_WHAT IS EXPECTED_.
Answer from the article on Jacob Epperson's recovery:
(a) How long did the team's game-like work at Friday's practice last?
(b) What offseason surgeries is Epperson coming back from?
(c) What year in school is Epperson?

_PASSAGE FOR REVIEW_.
+ + + +
Creighton center Jacob Epperson finished off a lob, tapped a couple of offensive rebounds out to teammates and affected shots at the rim during the team's eight minutes of game-like work at practice Friday.
It was a small glimpse of the type of impact that the 7-footer can have. But just a glimpse.
And that's by design. Epperson's still working his way back from offseason back and knee surgeries. The sophomore said he's not jumping as high or reacting as quickly as he's used to. His practice time is being regulated. Rehab remains a regular part of his routine.
But he's making progress, even if he only gets to showcase that improvement in spurts.
"It's a process," Epperson said after practice Friday. "We've still got a long ways to go. But I'm seeing the light at the end of the tunnel."
That metaphorical tunnel was hardly illuminated 10 months ago.
+ + + +
_MATERIAL PROVIDED_.
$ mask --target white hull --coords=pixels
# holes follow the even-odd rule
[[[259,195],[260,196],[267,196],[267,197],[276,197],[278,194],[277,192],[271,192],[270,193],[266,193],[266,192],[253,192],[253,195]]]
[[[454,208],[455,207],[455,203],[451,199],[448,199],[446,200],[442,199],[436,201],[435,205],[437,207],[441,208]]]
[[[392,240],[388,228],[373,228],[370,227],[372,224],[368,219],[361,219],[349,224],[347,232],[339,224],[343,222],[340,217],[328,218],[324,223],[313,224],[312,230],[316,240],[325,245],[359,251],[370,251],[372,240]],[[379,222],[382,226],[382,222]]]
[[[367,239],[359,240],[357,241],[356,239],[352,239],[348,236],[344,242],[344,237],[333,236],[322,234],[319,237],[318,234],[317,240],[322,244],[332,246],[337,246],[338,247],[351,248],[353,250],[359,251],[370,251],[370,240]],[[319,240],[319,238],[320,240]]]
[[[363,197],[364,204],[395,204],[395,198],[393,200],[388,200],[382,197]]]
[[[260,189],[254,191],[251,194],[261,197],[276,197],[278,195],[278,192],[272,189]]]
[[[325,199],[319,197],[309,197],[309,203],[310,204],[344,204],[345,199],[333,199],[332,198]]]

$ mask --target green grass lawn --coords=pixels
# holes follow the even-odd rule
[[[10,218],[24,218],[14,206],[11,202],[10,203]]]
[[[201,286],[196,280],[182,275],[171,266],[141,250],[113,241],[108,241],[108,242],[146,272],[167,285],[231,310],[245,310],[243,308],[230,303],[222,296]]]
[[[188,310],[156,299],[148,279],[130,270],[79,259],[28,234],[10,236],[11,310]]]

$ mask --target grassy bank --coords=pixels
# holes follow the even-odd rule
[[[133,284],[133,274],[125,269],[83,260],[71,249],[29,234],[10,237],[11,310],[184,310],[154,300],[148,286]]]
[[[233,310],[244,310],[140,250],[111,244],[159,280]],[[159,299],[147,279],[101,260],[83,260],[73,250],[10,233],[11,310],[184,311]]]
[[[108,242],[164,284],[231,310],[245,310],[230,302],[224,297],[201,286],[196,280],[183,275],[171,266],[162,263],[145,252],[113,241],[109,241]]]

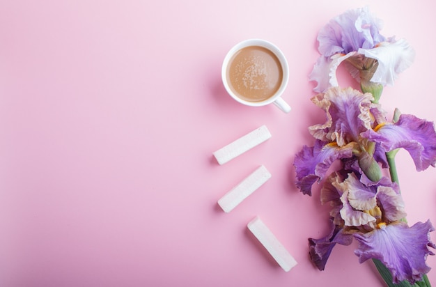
+ + + +
_ANSWER_.
(a) Eight minutes
(b) Back and knee surgeries
(c) Sophomore